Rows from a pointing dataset
# # # # #
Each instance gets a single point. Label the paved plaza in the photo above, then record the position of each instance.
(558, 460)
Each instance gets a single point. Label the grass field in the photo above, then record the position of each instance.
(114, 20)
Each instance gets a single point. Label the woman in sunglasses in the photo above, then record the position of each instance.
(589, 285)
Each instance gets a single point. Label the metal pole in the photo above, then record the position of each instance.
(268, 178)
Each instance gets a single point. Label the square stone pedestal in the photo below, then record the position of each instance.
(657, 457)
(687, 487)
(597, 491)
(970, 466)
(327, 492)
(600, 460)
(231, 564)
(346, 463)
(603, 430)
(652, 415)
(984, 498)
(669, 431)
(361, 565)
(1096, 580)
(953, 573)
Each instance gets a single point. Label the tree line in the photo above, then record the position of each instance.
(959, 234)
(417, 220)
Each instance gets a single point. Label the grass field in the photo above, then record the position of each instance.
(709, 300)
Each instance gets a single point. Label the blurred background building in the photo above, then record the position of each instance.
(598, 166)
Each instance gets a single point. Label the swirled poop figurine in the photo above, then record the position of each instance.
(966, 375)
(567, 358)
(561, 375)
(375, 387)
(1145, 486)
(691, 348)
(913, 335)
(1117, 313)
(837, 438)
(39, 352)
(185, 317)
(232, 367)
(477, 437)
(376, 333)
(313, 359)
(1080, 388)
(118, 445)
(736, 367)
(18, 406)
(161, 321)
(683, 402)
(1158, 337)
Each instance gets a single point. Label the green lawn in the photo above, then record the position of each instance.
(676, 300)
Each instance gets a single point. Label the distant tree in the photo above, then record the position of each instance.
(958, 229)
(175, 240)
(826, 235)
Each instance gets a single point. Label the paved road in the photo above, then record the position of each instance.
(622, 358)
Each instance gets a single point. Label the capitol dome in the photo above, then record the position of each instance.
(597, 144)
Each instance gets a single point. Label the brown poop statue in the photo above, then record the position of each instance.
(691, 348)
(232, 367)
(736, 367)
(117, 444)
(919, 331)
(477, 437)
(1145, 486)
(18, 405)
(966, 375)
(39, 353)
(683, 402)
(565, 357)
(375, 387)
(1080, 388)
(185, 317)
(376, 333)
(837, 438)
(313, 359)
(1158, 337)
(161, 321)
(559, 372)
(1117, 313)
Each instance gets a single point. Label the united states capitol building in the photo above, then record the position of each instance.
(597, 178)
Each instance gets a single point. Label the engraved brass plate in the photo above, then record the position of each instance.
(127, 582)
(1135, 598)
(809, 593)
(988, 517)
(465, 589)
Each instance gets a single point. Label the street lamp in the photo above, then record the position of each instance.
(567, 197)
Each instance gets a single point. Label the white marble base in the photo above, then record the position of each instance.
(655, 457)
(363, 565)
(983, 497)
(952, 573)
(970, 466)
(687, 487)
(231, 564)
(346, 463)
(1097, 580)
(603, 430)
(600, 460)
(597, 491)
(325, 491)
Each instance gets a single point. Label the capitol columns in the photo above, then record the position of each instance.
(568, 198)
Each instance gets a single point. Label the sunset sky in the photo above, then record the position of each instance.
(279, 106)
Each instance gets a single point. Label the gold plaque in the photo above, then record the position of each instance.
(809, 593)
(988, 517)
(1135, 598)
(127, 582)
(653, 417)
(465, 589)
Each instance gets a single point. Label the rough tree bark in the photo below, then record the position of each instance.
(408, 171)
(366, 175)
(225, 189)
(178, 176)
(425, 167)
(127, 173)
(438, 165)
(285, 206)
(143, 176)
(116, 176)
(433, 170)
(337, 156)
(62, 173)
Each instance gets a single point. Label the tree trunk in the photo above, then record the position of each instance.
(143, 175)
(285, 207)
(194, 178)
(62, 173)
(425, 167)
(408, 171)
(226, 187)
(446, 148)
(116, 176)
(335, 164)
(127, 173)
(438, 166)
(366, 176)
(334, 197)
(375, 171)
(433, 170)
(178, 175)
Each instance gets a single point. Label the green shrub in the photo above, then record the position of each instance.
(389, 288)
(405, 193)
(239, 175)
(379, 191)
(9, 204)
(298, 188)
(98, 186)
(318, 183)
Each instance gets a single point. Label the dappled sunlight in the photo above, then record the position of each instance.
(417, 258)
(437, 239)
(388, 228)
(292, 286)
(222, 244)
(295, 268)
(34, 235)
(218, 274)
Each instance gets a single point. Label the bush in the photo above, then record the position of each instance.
# # # # #
:: YOUR TASK ::
Extract every record and return it verbatim.

:: RESULT ::
Each instance gets a single point. Label the paved plaza in the photo above, then record the position of each instance.
(558, 460)
Each instance gets a single point. Label the grass field in the photo above, then record the position of each instance.
(114, 20)
Each instance gets a single point. Label the woman in sunglasses in the photo above, then record the position of each instance.
(589, 285)
Each instance gets a single point. Label the metal pole in the photo above, then record the position of each instance.
(268, 178)
Each instance gets a single point. Label the square stone pedestal in the photo below, then record the position of each instance.
(657, 457)
(687, 487)
(597, 491)
(970, 466)
(327, 492)
(600, 460)
(231, 564)
(346, 463)
(603, 430)
(652, 415)
(984, 498)
(669, 431)
(361, 565)
(1096, 580)
(953, 573)
Each instance gets a single point. Label the tree line in the photo above, then record the position of each instance.
(959, 234)
(417, 220)
Each instance gets a single point. Label the grass field in the photo above, then record the position of each instance.
(709, 300)
Each instance gets a single point. Label the blurred background building in the photo above, then record the position of each instance.
(598, 166)
Each instance gets a single point. Label the swirled poop figurine in the photo above, then record the position of each instance.
(966, 375)
(567, 358)
(561, 375)
(375, 387)
(1145, 486)
(691, 348)
(913, 335)
(1117, 313)
(837, 438)
(39, 352)
(185, 317)
(232, 367)
(477, 437)
(376, 333)
(313, 359)
(1080, 388)
(118, 445)
(736, 367)
(18, 406)
(161, 321)
(683, 402)
(1158, 337)
Each instance gets a single point. Label the green lawn in the photo above, then record the position of each instance.
(676, 300)
Each instance gets a single point. Label the distant tree in the photo above, then record the position of each instance.
(958, 229)
(175, 240)
(826, 235)
Each instance gets a single point. Label the paved road in the photo above, then record the position of each instance.
(622, 358)
Each instance gets a single point. Label the capitol dome in the photo above, then record the position of each instance.
(597, 144)
Each instance gets a single point. Label the brown poop statue in the photo above, then record the position of each instance.
(691, 348)
(232, 367)
(736, 367)
(117, 444)
(919, 331)
(477, 437)
(1145, 486)
(18, 405)
(966, 375)
(39, 353)
(683, 402)
(565, 357)
(375, 387)
(1080, 388)
(185, 317)
(376, 333)
(837, 438)
(313, 359)
(1158, 337)
(161, 321)
(559, 372)
(1117, 313)
Each instance gets a single point. Label the united states capitol building in the photo above, then record the position of each instance.
(597, 178)
Each instance gets a single point. Label the engraved brass plate in the photo above, then record the position of each instance.
(127, 582)
(1135, 598)
(809, 593)
(988, 517)
(465, 589)
Each instance gets a single point. Label the street lamp in the photo above, then record the position of each instance.
(567, 197)
Each instance gets a single point. Label the white marble base in the photo above, then record the position of each instance.
(655, 457)
(363, 565)
(983, 497)
(952, 573)
(970, 466)
(687, 487)
(231, 564)
(346, 463)
(1097, 580)
(603, 430)
(600, 460)
(597, 491)
(325, 491)
Each instance gets a single point. Label the capitol columns in the photo above, then record the position of each instance.
(568, 198)
Each instance gets a single point. Label the sunset sky in the photo above, then record the position of each instance.
(279, 106)
Each instance gets a single point. Label the gold plaque in the photo above, then record the position of each instance.
(809, 593)
(988, 517)
(1135, 598)
(127, 582)
(653, 417)
(465, 589)
Each instance gets a single point. Label the rough tree bark in the photo below, then record the position of each instance.
(408, 171)
(366, 175)
(225, 189)
(178, 176)
(425, 167)
(127, 173)
(438, 165)
(285, 206)
(143, 176)
(116, 176)
(433, 170)
(337, 156)
(62, 173)
Each instance gets a single point. Label the tree trunk in the photo above, then record the position of each instance.
(143, 175)
(285, 207)
(194, 178)
(62, 173)
(425, 167)
(408, 171)
(226, 187)
(446, 148)
(116, 176)
(335, 164)
(127, 173)
(438, 166)
(366, 176)
(334, 197)
(375, 171)
(433, 170)
(178, 175)
Each instance gets a single point. Label the green shrub in the photo above, then record the position of each instance.
(389, 288)
(405, 193)
(239, 175)
(379, 191)
(9, 204)
(298, 188)
(98, 186)
(318, 183)
Each instance gets a single point. Label the dappled sunlight in the photo above, then record the position of each instance.
(417, 258)
(437, 239)
(388, 228)
(292, 286)
(222, 244)
(295, 268)
(34, 235)
(218, 274)
Each instance gets a single point. Label the bush in the photo above, then record the position of each instance.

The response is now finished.